Excerpts from a dataset
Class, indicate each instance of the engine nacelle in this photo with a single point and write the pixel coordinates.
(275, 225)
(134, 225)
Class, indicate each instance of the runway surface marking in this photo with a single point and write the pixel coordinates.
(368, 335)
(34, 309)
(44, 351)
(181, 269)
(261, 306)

◆ WHAT IS BEING ASKED ◆
Each record above should be returned exactly as written.

◆ WRITTEN REPLY ◆
Class, indicate each instance of the engine nacelle in this photo with a single point and write the pixel coordinates.
(275, 225)
(134, 225)
Class, indicate each instance of the runway surface marking in this photo with a single point and write the pixel coordinates.
(368, 335)
(34, 309)
(44, 351)
(181, 269)
(261, 306)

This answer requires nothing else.